*WHAT TO DO*. Count the lines in the records below that contain the word "dark", and reply with that number alone.

*RAW DATA*.
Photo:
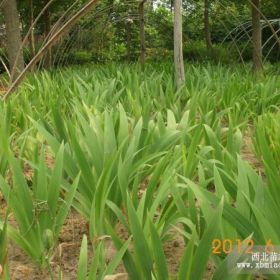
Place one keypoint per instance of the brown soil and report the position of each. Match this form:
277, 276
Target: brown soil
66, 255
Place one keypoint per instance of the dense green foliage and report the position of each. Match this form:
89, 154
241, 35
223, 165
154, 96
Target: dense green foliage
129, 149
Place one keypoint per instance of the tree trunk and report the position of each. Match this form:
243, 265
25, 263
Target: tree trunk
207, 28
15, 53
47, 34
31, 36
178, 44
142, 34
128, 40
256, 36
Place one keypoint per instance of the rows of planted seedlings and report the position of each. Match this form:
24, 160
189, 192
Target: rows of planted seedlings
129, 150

* * *

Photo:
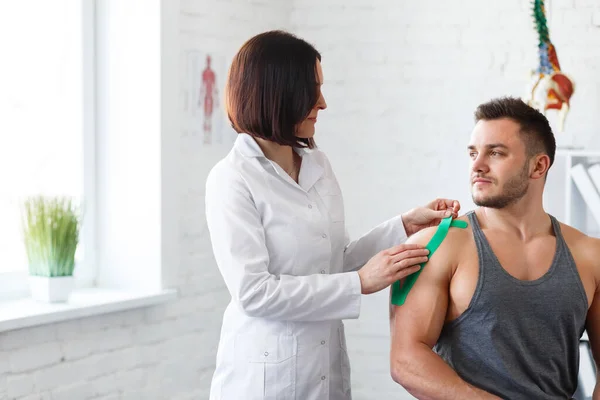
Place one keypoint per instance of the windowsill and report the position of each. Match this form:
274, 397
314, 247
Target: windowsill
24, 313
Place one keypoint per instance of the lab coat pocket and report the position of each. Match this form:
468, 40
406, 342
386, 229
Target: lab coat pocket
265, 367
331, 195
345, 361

==

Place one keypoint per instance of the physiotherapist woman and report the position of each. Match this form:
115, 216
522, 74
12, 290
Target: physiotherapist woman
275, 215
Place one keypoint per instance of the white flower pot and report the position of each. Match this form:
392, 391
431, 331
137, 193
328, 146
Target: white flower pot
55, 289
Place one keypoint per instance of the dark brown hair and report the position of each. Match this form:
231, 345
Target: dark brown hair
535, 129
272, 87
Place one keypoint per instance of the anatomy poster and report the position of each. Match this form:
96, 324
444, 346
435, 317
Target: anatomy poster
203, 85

*RESULT BELOW*. 2